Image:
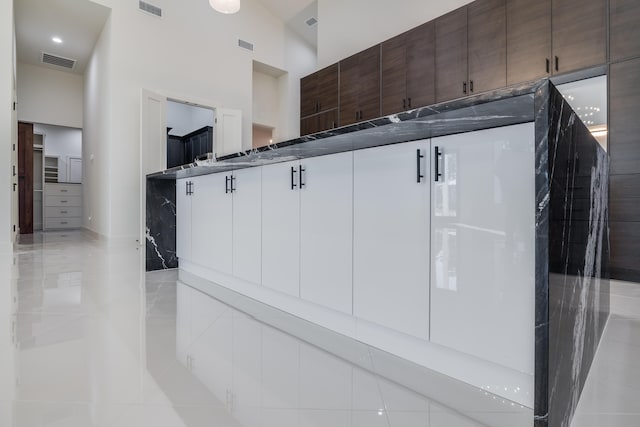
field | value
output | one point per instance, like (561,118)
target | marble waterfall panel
(577,221)
(161,224)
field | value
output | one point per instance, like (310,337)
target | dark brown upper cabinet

EXERCISE BRIEF -> Reproduce all of the items above word for word, leaving out the pictures.

EXERCISE SOLUTION ->
Image:
field | value
output | one point per instance, like (561,118)
target | marble waterfall panel
(577,221)
(161,224)
field | value
output | one point per instance, like (310,337)
target | dark brown upper cabinet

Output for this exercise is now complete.